Similar (absolutely identical) problem i'm find HERE and HERE and have not solution and answers.
Please help!


----------



## adamk (Jul 15, 2010)

You have not found a solution because a solution doesn't exist. rnoland@ (the one FreeBSD DRI developers) is aware of the "Out of memory" error when restarting X.  It has to do with the fact that the DRM is looking for one continuous section of memory and, after running FreeBSD for a while, that can be very hard to come by.

Personally, I haven't seen that problem in a while, but it still does rear its ugly little head now and then.

Adam


----------



## goshanecr (Jul 16, 2010)

Thank for reply *adamk*, so solution for that problem definitely impossible or it will be solved later?


----------



## adamk (Jul 16, 2010)

It's impossible to say.  I'd like to think it will be eventually fixed, but with no one actively working on FreeBSD DRM, it's certainly possible that this problem will continue forever.

Adam


----------



## fronclynne (Jul 17, 2010)

Perhaps one workaround would be to open something with a stupid-big memory footprint (firefox with 30 or 40 tabs, openoffice with a 40 or 50M file), and then close it down as you restart Xorg.  I can't warrant that it would work, but it might.

(honestly, since I stuft 4G in my laptop, I haven't had this problem, but I can't speak for anyone else)


----------



## adamk (Jul 17, 2010)

Does the memory used by firefox or openoffice have to be contiguous?  If not, it certainly won't workaround the issue, at least not consistently.

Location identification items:
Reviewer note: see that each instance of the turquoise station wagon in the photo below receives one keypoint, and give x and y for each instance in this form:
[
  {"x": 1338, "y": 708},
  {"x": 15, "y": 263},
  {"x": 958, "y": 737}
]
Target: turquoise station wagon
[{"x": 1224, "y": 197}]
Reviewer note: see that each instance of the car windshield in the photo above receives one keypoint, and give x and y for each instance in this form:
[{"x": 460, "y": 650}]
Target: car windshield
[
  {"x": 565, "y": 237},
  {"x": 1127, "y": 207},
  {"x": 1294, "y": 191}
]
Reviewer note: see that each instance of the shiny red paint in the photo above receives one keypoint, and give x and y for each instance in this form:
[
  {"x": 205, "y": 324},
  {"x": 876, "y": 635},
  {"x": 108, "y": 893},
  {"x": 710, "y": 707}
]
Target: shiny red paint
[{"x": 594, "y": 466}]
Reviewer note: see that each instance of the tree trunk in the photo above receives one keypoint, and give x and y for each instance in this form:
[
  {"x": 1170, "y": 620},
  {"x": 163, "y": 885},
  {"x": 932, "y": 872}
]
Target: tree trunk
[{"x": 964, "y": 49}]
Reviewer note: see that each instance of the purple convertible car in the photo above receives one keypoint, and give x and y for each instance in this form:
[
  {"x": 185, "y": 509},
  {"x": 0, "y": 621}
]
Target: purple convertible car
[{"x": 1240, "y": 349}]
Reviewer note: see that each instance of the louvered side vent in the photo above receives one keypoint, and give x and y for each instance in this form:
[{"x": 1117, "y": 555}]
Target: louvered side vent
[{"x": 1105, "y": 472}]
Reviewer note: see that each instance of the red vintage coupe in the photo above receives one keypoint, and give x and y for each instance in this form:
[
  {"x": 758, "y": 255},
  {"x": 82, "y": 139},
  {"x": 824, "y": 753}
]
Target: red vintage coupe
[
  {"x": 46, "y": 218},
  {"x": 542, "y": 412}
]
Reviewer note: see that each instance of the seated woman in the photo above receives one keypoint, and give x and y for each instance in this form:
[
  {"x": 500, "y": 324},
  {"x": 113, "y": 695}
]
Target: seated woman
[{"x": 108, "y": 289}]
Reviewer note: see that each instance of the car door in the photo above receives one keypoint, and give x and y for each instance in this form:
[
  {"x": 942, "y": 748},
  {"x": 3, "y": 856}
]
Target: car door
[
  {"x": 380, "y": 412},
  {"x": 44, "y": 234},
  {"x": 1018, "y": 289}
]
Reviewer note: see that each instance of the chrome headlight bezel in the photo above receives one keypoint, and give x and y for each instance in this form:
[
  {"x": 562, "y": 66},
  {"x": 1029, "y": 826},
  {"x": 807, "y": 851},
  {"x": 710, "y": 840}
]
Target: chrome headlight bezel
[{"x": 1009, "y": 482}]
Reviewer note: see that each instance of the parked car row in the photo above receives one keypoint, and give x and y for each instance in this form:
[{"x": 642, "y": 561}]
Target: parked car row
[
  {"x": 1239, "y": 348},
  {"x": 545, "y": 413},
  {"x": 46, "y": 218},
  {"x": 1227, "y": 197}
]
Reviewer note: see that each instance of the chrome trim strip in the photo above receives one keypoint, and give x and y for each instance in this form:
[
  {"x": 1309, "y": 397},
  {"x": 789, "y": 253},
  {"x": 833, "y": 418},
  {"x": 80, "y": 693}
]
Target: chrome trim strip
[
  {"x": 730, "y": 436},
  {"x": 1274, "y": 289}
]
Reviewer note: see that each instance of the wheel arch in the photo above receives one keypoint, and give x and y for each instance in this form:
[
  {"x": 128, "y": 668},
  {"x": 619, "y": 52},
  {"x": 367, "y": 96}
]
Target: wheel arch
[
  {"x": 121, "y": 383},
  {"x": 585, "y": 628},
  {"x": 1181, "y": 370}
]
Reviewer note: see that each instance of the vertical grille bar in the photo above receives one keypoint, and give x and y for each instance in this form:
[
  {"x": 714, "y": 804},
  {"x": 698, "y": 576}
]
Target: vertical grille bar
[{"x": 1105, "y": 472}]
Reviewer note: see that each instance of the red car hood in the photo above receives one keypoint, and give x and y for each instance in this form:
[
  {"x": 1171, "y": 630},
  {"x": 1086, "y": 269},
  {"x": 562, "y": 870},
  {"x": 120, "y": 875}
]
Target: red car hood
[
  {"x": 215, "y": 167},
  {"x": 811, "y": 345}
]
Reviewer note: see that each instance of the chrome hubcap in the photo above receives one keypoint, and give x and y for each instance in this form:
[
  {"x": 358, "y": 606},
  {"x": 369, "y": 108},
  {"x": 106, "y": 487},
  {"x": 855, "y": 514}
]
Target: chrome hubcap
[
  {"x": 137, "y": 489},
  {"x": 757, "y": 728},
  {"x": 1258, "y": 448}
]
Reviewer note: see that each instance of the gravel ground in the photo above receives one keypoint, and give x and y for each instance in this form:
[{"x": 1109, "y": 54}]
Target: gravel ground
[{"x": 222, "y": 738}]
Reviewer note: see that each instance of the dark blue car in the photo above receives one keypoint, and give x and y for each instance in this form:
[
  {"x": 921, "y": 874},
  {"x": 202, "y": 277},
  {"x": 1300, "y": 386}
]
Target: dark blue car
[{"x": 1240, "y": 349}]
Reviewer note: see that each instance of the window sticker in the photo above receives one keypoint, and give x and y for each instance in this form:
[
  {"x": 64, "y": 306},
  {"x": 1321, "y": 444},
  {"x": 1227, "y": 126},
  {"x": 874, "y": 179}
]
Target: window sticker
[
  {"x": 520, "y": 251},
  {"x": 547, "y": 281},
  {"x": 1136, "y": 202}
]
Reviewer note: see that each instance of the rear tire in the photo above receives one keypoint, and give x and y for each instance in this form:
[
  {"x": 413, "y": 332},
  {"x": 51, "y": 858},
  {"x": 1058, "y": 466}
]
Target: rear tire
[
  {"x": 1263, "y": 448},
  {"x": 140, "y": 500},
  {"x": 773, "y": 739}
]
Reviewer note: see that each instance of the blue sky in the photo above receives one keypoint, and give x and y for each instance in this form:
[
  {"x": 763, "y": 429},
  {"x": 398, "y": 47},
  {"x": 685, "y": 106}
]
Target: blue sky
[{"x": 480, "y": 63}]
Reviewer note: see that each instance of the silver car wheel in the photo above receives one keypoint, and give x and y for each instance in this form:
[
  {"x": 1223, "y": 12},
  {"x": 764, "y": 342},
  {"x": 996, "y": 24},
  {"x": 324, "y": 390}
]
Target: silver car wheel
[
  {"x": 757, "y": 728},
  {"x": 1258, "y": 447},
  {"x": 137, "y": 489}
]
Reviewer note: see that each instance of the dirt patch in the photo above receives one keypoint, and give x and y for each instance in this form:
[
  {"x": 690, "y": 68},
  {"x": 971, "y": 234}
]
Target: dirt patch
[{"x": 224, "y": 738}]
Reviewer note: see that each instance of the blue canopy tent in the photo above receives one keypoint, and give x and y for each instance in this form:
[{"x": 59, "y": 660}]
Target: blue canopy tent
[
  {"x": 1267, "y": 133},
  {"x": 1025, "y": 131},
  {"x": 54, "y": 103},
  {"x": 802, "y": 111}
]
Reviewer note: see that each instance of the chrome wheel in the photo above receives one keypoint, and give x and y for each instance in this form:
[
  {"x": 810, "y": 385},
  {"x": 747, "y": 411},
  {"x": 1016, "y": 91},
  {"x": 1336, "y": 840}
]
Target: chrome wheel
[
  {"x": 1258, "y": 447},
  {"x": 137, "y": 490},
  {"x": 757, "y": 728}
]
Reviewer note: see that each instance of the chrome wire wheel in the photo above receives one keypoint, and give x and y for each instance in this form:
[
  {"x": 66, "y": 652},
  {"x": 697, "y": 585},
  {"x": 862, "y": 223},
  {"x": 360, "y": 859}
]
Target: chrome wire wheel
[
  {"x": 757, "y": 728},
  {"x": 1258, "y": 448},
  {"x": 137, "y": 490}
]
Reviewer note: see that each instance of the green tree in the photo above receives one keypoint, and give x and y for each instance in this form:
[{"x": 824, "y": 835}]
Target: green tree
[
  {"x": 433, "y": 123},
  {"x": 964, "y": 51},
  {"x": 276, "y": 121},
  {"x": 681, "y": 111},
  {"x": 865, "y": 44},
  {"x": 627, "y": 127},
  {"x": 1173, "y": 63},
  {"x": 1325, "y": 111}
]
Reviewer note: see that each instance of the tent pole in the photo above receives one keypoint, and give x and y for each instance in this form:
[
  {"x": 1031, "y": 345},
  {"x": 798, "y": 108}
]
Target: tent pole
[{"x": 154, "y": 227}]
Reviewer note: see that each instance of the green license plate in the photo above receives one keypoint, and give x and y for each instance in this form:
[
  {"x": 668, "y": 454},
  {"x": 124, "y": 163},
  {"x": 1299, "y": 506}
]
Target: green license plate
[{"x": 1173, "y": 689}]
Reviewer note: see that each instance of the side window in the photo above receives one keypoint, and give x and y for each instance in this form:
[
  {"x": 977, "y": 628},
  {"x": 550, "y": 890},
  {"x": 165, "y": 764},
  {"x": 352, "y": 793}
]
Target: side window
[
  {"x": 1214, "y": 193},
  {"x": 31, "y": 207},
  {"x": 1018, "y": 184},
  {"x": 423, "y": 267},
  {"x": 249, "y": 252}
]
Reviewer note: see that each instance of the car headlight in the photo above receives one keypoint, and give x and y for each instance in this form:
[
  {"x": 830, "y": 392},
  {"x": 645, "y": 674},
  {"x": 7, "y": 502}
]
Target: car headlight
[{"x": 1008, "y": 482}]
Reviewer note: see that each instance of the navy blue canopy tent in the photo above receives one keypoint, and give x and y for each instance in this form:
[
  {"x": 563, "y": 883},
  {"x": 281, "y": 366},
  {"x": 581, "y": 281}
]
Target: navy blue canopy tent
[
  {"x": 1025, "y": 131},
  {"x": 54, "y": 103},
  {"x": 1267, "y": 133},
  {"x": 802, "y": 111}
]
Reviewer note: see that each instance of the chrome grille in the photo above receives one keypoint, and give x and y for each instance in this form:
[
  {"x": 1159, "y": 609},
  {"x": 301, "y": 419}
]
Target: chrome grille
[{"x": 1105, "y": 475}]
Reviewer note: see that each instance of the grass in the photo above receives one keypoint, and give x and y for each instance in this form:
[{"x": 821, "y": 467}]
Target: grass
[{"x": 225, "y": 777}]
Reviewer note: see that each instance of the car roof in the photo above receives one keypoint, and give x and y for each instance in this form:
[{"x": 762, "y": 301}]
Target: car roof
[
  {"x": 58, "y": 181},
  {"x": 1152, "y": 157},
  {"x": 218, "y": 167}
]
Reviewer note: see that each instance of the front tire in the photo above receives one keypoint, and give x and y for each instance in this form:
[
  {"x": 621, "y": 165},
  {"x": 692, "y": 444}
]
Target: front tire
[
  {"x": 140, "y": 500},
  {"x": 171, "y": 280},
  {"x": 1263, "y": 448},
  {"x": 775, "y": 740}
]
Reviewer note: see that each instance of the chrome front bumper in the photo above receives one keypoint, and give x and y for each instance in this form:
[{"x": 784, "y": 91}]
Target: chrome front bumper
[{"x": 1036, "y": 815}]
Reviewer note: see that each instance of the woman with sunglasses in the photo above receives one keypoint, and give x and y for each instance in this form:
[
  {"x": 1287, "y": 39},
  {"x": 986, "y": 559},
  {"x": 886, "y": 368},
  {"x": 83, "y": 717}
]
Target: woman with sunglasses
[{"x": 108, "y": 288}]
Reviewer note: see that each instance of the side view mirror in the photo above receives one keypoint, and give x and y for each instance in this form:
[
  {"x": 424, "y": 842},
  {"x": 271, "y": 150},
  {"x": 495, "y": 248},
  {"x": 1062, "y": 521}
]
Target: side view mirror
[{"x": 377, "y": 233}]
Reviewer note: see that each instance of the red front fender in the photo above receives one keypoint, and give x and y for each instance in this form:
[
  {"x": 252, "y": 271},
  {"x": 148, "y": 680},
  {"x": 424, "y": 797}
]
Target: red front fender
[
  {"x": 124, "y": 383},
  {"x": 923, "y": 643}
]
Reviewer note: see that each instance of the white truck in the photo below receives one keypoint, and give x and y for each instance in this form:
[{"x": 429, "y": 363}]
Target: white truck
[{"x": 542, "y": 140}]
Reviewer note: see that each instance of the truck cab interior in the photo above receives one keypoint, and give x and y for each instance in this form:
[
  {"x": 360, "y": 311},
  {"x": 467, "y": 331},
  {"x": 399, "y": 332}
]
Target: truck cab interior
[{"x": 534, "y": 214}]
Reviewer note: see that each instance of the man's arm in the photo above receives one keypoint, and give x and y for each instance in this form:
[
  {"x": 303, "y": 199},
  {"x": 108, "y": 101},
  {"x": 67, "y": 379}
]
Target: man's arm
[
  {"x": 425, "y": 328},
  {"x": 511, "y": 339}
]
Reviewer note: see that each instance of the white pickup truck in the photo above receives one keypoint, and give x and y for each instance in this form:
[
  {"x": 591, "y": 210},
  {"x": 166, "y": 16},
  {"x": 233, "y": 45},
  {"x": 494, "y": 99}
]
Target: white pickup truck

GIVEN TASK. Continue the forum thread about the FreeBSD "Out of memory" error when restarting X, picking up after its last post.

FINAL ANSWER.
Adam


----------



## fronclynne (Jul 17, 2010)

adamk said:
			
		

> Does the memory used by firefox or openoffice have to be contiguous?  If not, it certainly won't workaround the issue, at least not consistently.
> 
> Adam



No, probably not.  I was just hoping it would throw something into swap that could then be killed and give a fighting chance.

I guess a fork-bomb wouldn't be a very good solution either, eh?


----------



## phatfish (Jul 24, 2010)

I have had a problem related to this for a long time (makes sense since its an unfixed bug). Sometimes my desktop would start without acceleration and i could not work out why. A reboot would fix it and it would be fine for a while.

I see now why it appears to be a random occurrence, thanks goshanecr for making this thread. My search on the error got this at the top hit 

I run a ZFS system with 2GB of ram. I will upgrade soon to 4 or 8GB, so hopefully this error wont appear as often.


----------



## nekoexmachina (Jul 25, 2010)

try http://people.freebsd.org/~rnoland/drm-radeon-8-test.patch or http://people.freebsd.org/~rnoland/drm-radeon-test.patch 
8 for 8.*, second for current.


----------



## adamk (Jul 25, 2010)

The patch for -CURRENT was already applied to -CURRENT.  Not sure about the one for 8.* but I'd guess it's the same.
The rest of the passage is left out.